++++ Extrait fourni ++++

Chasser les agissements sexistes du travail : une lutte qui s’intensifie.

Chasser les agissements sexistes du travail : une lutte qui s’intensifie.
Publié le 5 juillet 2022

Le monde du travail n’est pas encore le temple de l’égalité des sexes.
Trop de femmes et d’hommes sont encore victimes ou témoins de sexisme au travail, lequel se manifeste sous diverses formes : des blagues déplacées, des comportements irrespectueux, voire des pratiques discriminatoires ou harcelantes.
Mais ces dernières années, les agissements sexistes ont fait l’objet d’une attention toute particulière du législateur, afin de les bannir au plus vite de l’entreprise.

 

1. La définition des agissements sexistes.

En droit du travail, la notion d’agissement sexiste a été introduite par la loi n° 2015-994 du 17 août 2015 relative au dialogue social et à l’emploi.

 

Depuis, plusieurs textes législatifs et réglementaires ont été adoptés, afin de renforcer la lutte contre le sexisme au travail.

 

Bien entendu, cela ne veut pas dire que l’agissement sexiste était impuni avant 2015.

 

Le salarié a toujours eu l’obligation de respecter les personnes qu’il côtoie dans l’entreprise.

++++ Jeu de données ++++

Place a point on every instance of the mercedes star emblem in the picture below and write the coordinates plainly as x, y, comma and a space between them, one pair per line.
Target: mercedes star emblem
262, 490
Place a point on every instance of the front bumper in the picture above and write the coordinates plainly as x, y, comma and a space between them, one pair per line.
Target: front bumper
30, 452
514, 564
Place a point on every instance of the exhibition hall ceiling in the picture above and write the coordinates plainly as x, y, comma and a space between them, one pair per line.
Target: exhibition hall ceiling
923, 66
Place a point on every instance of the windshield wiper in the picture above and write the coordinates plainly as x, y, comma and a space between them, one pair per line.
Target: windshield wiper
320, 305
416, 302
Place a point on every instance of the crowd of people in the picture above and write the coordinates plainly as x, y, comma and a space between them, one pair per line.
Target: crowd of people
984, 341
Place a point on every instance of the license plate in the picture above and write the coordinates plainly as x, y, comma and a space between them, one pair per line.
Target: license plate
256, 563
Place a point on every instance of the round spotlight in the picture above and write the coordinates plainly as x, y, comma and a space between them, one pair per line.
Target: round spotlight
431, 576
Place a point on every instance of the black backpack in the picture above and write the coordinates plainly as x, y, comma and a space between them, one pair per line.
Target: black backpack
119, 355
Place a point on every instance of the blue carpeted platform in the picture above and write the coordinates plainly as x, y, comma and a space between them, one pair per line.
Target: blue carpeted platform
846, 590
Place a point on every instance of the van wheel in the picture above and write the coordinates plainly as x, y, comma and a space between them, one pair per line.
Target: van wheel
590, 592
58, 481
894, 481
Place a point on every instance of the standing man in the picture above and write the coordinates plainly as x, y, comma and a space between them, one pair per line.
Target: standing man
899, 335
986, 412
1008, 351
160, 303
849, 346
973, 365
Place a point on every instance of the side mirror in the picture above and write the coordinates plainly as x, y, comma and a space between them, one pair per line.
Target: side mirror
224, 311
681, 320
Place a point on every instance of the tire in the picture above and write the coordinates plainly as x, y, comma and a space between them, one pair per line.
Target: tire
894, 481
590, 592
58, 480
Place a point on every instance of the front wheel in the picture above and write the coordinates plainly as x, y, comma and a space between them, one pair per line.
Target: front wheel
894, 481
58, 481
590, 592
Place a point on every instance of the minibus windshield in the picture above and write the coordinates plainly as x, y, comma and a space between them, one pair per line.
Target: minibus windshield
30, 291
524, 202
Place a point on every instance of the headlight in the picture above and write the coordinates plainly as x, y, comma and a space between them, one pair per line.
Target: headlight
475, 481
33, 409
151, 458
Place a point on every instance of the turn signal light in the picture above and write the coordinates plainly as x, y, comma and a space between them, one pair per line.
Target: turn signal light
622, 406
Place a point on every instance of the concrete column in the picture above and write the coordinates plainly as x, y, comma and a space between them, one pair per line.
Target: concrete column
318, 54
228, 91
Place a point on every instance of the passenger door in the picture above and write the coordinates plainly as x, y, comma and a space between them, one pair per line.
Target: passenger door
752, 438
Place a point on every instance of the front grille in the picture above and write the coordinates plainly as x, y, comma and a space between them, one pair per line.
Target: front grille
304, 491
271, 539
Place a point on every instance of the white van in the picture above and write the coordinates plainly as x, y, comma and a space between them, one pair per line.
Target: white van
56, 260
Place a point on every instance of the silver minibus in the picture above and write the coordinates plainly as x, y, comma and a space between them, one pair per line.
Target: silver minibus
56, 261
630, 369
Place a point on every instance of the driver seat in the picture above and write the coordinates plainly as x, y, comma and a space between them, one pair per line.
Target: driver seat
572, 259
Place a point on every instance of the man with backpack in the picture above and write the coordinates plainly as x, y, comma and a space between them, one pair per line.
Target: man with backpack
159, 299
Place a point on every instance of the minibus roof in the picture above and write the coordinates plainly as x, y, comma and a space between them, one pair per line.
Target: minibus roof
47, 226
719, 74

++++

▶ _Travail demandé_
Poursuivez l'article sur les agissements sexistes au travail à partir de sa dernière phrase. Les items forment un matériau indépendant de l'article sur les agissements sexistes au travail.

▶ _Résultat produit_
 

À titre d’exemple, une Cour d’appel a pu juger en 2013 qu’une claque sur la fesse d’une collègue, tout en lui disant « tu sais que tu pourrais être ma fille », est un comportement que l’employeur est parfaitement en droit de sanctionner.

 

Depuis 2015, l’article L1142-2-1 du Code du travail définit l’agissement sexiste, comme :

« tout agissement lié au sexe d’une personne, ayant pour objet ou pour effet de porter atteinte à sa dignité ou de créer un environnement intimidant, hostile, dégradant, humiliant ou offensant ».

 

Il n’est pas nécessaire que l’agissement sexiste soit répété.

 

L’avantage d’une définition aussi large, est qu’elle permet de sanctionner toutes les formes de sexisme possibles et imaginables, lesquelles peuvent être nombreuses.

 

Une fiche pratique établie par le Conseil supérieur de l’égalité entre les femmes et les hommes, ainsi qu’un guide édité par le Ministère du travail, donnent quelques exemples concrets d’agissements sexistes.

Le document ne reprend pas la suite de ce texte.